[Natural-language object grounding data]
##############################

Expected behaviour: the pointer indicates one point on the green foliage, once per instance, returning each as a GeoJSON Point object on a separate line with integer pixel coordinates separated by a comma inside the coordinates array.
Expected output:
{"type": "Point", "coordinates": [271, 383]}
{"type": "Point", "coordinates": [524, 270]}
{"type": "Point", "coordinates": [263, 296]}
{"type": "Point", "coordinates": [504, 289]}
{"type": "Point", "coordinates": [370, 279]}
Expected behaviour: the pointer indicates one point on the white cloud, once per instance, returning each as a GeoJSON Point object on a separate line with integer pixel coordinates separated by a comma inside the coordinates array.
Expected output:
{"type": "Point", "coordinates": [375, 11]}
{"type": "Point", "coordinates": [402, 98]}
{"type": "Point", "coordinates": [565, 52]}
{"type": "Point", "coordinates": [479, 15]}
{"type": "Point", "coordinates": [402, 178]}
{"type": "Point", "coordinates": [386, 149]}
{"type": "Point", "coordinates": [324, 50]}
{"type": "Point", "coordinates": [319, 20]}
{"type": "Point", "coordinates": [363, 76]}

##############################

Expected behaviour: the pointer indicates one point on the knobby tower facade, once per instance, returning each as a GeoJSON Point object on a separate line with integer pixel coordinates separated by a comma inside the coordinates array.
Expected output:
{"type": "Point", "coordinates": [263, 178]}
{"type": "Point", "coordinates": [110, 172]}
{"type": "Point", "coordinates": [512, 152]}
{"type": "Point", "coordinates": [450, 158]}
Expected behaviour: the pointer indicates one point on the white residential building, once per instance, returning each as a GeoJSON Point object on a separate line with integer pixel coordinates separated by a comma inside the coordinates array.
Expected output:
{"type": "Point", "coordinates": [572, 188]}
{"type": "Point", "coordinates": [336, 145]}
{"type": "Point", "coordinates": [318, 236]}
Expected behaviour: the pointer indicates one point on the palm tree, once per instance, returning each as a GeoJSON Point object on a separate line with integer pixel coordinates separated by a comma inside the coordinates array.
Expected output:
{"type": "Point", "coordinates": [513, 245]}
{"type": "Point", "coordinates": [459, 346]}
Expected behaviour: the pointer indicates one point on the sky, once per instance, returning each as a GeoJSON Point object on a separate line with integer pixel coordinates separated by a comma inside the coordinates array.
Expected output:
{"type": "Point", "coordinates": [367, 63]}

##############################

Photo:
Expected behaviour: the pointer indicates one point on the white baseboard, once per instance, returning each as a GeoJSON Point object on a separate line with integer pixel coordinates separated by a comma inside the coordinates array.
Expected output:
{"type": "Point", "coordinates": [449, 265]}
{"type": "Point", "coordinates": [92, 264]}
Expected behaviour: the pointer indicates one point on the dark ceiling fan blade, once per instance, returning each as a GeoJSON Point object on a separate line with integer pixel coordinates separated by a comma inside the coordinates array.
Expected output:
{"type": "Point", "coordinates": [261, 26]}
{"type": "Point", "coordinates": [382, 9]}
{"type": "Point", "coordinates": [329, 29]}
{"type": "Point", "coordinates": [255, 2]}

##############################

● **Task item**: Which lines above run from the one containing "Expected behaviour: the pointer indicates one point on the green" down to the one containing "white cloud, once"? Repeat exactly those, both ends included, and nothing else.

● **Answer box**:
Expected behaviour: the pointer indicates one point on the green foliage, once per instance, returning each as a GeoJSON Point object on a separate line with integer pixel coordinates separated by a comma inside the coordinates array.
Expected output:
{"type": "Point", "coordinates": [271, 383]}
{"type": "Point", "coordinates": [524, 270]}
{"type": "Point", "coordinates": [263, 296]}
{"type": "Point", "coordinates": [504, 289]}
{"type": "Point", "coordinates": [370, 279]}
Expected behaviour: the pointer indicates one point on the white cloud, once per instance, returning each as a GeoJSON Point object on a separate line with integer pixel coordinates separated by a comma inside the coordinates array.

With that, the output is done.